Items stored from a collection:
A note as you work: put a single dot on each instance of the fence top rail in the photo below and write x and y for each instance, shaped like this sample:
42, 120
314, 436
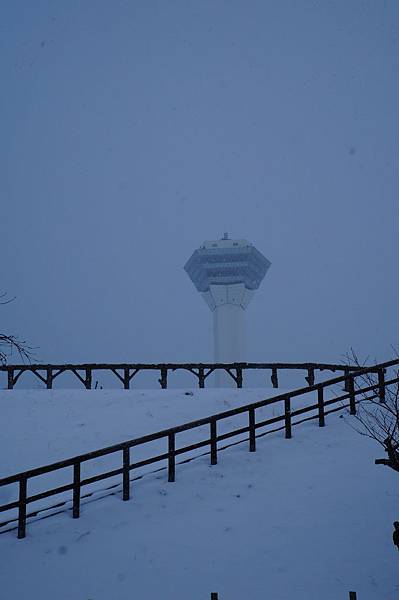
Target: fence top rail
240, 365
189, 425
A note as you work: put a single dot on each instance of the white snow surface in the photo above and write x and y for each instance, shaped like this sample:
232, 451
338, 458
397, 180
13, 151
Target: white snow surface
309, 517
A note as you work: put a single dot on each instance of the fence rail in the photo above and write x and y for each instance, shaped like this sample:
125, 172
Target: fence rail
125, 372
349, 400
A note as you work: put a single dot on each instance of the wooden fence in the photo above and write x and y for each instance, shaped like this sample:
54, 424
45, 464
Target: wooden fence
125, 372
349, 399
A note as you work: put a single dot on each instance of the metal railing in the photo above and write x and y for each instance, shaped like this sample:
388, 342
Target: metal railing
125, 372
351, 387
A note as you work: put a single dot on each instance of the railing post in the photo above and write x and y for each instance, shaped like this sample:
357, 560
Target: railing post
252, 438
310, 377
320, 402
239, 377
214, 458
126, 474
287, 417
22, 508
49, 379
274, 378
10, 373
346, 384
164, 378
381, 384
351, 391
88, 379
126, 378
76, 491
171, 457
201, 377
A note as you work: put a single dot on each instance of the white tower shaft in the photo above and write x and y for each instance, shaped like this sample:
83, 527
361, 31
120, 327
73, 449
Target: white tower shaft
228, 303
227, 272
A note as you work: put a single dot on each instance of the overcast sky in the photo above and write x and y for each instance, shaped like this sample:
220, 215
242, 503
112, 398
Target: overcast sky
131, 131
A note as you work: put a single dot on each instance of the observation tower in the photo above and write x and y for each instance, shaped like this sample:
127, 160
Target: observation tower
227, 272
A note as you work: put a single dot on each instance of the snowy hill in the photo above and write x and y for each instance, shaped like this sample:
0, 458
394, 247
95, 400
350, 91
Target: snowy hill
309, 517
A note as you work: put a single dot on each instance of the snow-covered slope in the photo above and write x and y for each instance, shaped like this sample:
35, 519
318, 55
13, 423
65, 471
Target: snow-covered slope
304, 518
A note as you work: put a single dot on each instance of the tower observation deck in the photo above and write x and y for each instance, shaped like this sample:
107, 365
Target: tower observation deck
227, 272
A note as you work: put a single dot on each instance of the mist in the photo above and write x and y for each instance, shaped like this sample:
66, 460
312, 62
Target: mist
133, 131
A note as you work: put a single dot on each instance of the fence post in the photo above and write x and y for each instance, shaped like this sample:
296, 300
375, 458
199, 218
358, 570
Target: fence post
10, 373
126, 378
381, 384
201, 377
22, 507
171, 457
351, 391
252, 439
88, 379
164, 378
310, 377
126, 474
239, 377
76, 491
274, 377
320, 402
49, 379
214, 458
287, 416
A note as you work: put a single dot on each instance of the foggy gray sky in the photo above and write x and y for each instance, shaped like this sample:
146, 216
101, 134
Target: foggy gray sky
132, 131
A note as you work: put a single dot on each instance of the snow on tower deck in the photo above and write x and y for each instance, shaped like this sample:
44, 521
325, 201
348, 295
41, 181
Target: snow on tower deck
226, 262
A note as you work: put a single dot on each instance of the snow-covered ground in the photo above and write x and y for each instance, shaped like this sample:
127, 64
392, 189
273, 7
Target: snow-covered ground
309, 517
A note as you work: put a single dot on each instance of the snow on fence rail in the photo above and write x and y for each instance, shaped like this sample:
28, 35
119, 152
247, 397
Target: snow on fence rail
125, 372
215, 596
351, 387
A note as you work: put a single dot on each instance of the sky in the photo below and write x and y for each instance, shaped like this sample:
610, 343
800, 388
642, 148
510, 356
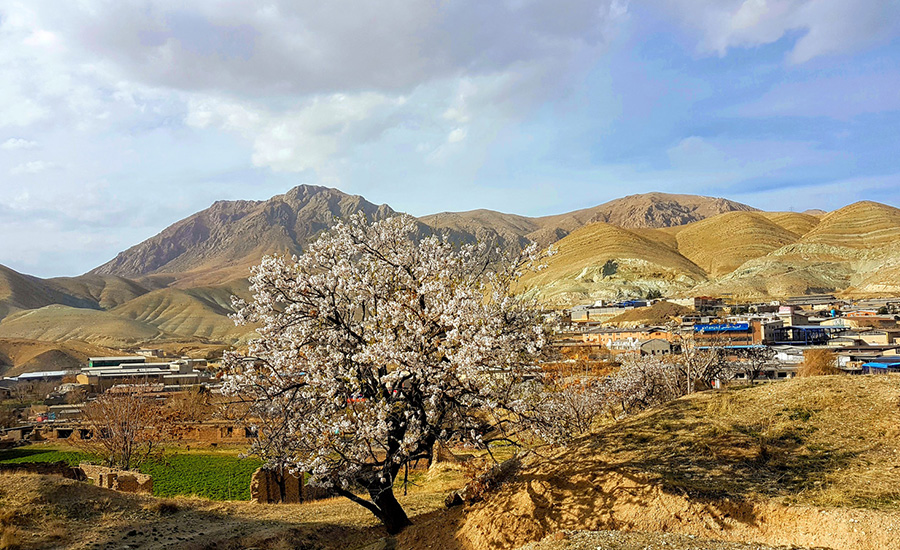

INSTRUCTION:
Convert all the lines above into a JSON list of strings, one string per line, skipping blank lines. Leave the pictures out of the answer.

EXERCISE RESULT:
[
  "A note as you work: put a single dot on each instance of the fence top rail in the photo below and write x and y for each instance, shaped like this sample:",
  "42, 120",
  "314, 436",
  "Target: fence top rail",
  "240, 365",
  "189, 425",
  "A note as you work: put a single dot on each instance of the white snow surface in the photo above and write x and y for each instance, shaped like this sample:",
  "232, 451",
  "338, 458",
  "397, 180",
  "13, 151",
  "Target: white snow surface",
  "309, 517",
  "A note as you work: put a single dot on each instance of the fence rail in the photo above and write x and y for each instance, shaped like this sample:",
  "125, 172",
  "Target: fence rail",
  "125, 372",
  "349, 400",
  "A note as you work: put a single dot on each instance of the wooden fence in the photo above and write x and y for each instance, shaped like this sample:",
  "54, 424",
  "45, 464",
  "Target: wooden fence",
  "125, 372",
  "349, 399",
  "A note as you work: put a single dot on each instance of the metal railing in the photo above and write x and y for each instance, shaped like this sample:",
  "388, 342",
  "Target: metal railing",
  "125, 372",
  "351, 387",
  "A note as you work: put a single dot on each instance of the railing post in the photo above and write x and y for each instance, shaped like this sample:",
  "357, 560",
  "Target: railing post",
  "252, 438",
  "310, 377",
  "320, 402",
  "239, 377",
  "214, 458",
  "126, 474",
  "287, 417",
  "22, 508",
  "49, 379",
  "274, 378",
  "10, 373",
  "346, 384",
  "164, 378",
  "381, 384",
  "351, 391",
  "88, 379",
  "126, 378",
  "76, 491",
  "171, 457",
  "201, 377",
  "A note as you work: put a single dot on each instance of the white tower shaft in the photo above and write x and y for each instance, shaped like this sample:",
  "83, 527",
  "361, 31",
  "120, 327",
  "73, 449",
  "Target: white tower shaft",
  "228, 303",
  "227, 272",
  "A note as you work: put a single dot on each instance of the overcast sky in the photo above and write x and y for each instance, shaped like this sample:",
  "220, 215",
  "242, 503",
  "112, 398",
  "Target: overcast sky",
  "131, 131",
  "A note as you work: put a single dot on each instance of the observation tower in the photo above and write x and y for each instance, shaped like this sample:",
  "127, 160",
  "Target: observation tower",
  "227, 272",
  "A note as you work: put a single dot on each instance of the snowy hill in the photo above and write x and y for each instance, shaped like this sample:",
  "0, 458",
  "394, 247",
  "95, 400",
  "350, 91",
  "Target: snowy hill",
  "309, 517",
  "A note as you work: put a single dot on each instance of the snow-covered slope in the photo above and write x and y for each instance, shaped like this sample:",
  "35, 519",
  "318, 55",
  "13, 423",
  "65, 471",
  "Target: snow-covered slope",
  "304, 518",
  "A note as you work: put a single dot on each instance of the tower observation deck in the photo above and write x and y for each instance, shaped like this sample:",
  "107, 365",
  "Target: tower observation deck",
  "227, 272",
  "A note as you work: put a single dot on each instance of the mist in the photo above and write x and y for each instance, shaped like this sample:",
  "66, 460",
  "312, 62",
  "Target: mist",
  "133, 131",
  "A note as you work: put a single dot on each instance of the fence post in the photo above and write x and y for each instance, shaped like this sample:",
  "296, 300",
  "375, 458",
  "199, 218",
  "358, 570",
  "Target: fence post",
  "10, 373",
  "126, 378",
  "381, 384",
  "201, 377",
  "22, 507",
  "171, 457",
  "351, 391",
  "252, 439",
  "88, 379",
  "164, 378",
  "310, 377",
  "126, 474",
  "239, 377",
  "76, 491",
  "274, 377",
  "320, 402",
  "49, 379",
  "214, 458",
  "287, 416",
  "A note as you work: put a single dot on each instance of the foggy gray sky in the photo above and write x and y for each instance, shaped like this sample:",
  "146, 216",
  "101, 134",
  "Target: foggy gray sky",
  "132, 131",
  "A note as you work: put a single dot on each instance of the snow on tower deck in the photo above and write x and y for each instance, shaped like this sample:",
  "44, 521",
  "325, 201",
  "348, 295",
  "41, 181",
  "Target: snow on tower deck",
  "226, 262",
  "A note as you work: put a single dot on each instance of the snow-covered ground in the photo above and write x and y for each instance, shaped like this sample:",
  "127, 64",
  "392, 189",
  "273, 7",
  "Target: snow-covered ground",
  "309, 517",
  "A note as you work: put a single dot on each instance of the snow on fence rail in the photo above and write x and y for each instance, shaped like this sample:",
  "28, 35",
  "119, 152",
  "247, 397",
  "Target: snow on fence rail",
  "125, 372",
  "215, 596",
  "351, 387",
  "A note as you work: put a single dot on each instance of the sky in the photo below and write x and y for each instance, shaped like this sample:",
  "610, 343",
  "800, 388",
  "642, 148",
  "510, 356"
]